All of the data below should be output exactly as given.

[Segmentation mask data]
===============
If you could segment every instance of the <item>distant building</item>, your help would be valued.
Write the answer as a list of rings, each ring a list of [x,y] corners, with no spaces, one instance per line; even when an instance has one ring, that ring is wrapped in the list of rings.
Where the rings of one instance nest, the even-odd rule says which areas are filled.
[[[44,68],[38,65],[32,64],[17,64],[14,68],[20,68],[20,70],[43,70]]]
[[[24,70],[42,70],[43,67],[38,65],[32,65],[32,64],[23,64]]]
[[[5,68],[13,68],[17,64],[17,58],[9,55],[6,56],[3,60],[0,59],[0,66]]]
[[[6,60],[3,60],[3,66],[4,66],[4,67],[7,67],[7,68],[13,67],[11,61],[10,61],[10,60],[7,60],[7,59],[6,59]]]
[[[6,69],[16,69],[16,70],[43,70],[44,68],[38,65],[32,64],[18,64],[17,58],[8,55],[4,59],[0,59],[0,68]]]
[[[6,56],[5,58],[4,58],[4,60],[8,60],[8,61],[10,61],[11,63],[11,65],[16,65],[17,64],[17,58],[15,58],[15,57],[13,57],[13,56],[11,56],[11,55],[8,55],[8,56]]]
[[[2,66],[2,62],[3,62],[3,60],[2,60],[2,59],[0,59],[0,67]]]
===============
Finished exercise ▸
If you could segment every instance of the <item>distant building</item>, your help would be valued.
Write the answer as a list of rings, each ring a list of [x,y] corners, with no spaces, one instance per line; even when an instance has one ring, that ring is wrapped in the list of rings.
Where the rings of one instance nest, the even-odd rule says which areas are filled.
[[[44,68],[38,65],[32,64],[17,64],[14,68],[20,68],[20,70],[43,70]]]
[[[24,70],[42,70],[43,67],[38,65],[32,65],[32,64],[23,64]]]
[[[5,68],[13,68],[17,64],[17,58],[9,55],[6,56],[3,60],[0,59],[0,66]]]
[[[6,60],[3,60],[3,66],[4,66],[4,67],[7,67],[7,68],[13,67],[11,61],[10,61],[10,60],[7,60],[7,59],[6,59]]]
[[[6,69],[16,69],[16,70],[43,70],[44,68],[38,65],[32,64],[18,64],[17,58],[8,55],[4,59],[0,59],[0,68]]]
[[[6,56],[5,58],[4,58],[4,60],[8,60],[8,61],[10,61],[11,63],[11,65],[16,65],[17,64],[17,58],[15,58],[15,57],[13,57],[13,56],[11,56],[11,55],[8,55],[8,56]]]
[[[2,66],[2,62],[3,62],[3,60],[2,60],[2,59],[0,59],[0,67]]]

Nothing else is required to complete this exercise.